DistributionLoss
DistributionLoss copied to clipboard
First activation function without quantization?
Hi Ruizhou,
Thanks for sharing your code!
While going through your code, I found you used LeakyReLU for the first activation function and didn't quantize its output. Therefore it seems the second convolution layer takes full precision input instead of binary input. Previous works (i.e. XNOR-Net, DoReFa-Net) quantize the first activation as well.
Have you tried to quantize the first activation layer too?
Hi Hyungjun,
Thanks for pointing this out. I just tried changing the first layer to:
self.features0 = nn.Sequential(
nn.Conv2d(self.channels[0], self.channels[1], kernel_size=11, stride=4, padding=2),
nn.MaxPool2d(kernel_size=3, stride=2),
nn.LeakyReLU(inplace=True),
nn.BatchNorm2d(self.channels[1]),
)
self.features1 = nn.Sequential(
self.activation_func(),
BinarizeConv2d(self.channels[1], self.channels[2], kernel_size=5, padding=2),
nn.MaxPool2d(kernel_size=3, stride=2),
nn.BatchNorm2d(self.channels[2]),
)
and inserting a distribution loss layer between self.feature0 and self.feature1 (right before the self.activation_func() in self.feature1). Without changing the hyper-parameters, I can get 47.2% top-1 accuracy.
Thanks, Ruizhou
Thanks a lot!

________________

*Job a:*
Return the passage of the forum thread starting at "While going through" and ending at "activation as well.", copied word for word.

________________

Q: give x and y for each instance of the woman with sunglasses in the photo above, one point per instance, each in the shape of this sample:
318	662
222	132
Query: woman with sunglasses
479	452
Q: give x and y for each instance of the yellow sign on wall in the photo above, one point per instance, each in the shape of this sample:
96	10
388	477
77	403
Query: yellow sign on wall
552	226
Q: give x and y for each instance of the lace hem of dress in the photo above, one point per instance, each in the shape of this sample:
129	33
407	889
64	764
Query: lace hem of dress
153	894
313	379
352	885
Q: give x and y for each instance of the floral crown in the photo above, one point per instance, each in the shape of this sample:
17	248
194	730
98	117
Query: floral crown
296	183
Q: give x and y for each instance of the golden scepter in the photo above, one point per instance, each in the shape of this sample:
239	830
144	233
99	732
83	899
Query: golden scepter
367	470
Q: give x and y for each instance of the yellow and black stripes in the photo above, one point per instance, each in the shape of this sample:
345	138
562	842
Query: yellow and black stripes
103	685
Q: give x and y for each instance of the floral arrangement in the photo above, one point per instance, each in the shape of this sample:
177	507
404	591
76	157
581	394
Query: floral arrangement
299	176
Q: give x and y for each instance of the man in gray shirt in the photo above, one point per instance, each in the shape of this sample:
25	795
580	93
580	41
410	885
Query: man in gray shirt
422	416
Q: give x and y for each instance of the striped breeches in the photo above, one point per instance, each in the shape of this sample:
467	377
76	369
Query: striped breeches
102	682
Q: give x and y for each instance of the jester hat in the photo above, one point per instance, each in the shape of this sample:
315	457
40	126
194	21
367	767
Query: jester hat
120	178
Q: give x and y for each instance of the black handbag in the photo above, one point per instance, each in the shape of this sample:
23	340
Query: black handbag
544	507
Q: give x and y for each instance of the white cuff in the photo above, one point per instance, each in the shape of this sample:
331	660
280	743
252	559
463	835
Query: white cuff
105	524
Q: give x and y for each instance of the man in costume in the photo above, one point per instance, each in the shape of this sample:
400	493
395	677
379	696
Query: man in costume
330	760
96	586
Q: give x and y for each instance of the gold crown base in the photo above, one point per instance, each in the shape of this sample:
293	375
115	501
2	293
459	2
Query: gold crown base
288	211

________________

*Job b:*
Resize the records starting at the line that contains "the gold crown" and ending at the last line of the records. Repeat every line in that range, requests included, but multiply each answer coordinate by 1.6 and round it to a whole number with halves going up, and return only those lines.

*Task output a:*
While going through your code, I found you used LeakyReLU for the first activation function and didn't quantize its output. Therefore it seems the second convolution layer takes full precision input instead of binary input. Previous works (i.e. XNOR-Net, DoReFa-Net) quantize the first activation as well.

*Task output b:*
Q: give x and y for each instance of the gold crown base in the photo above, one point per instance, each in the shape of this sample:
293	375
115	501
2	293
459	2
Query: gold crown base
461	338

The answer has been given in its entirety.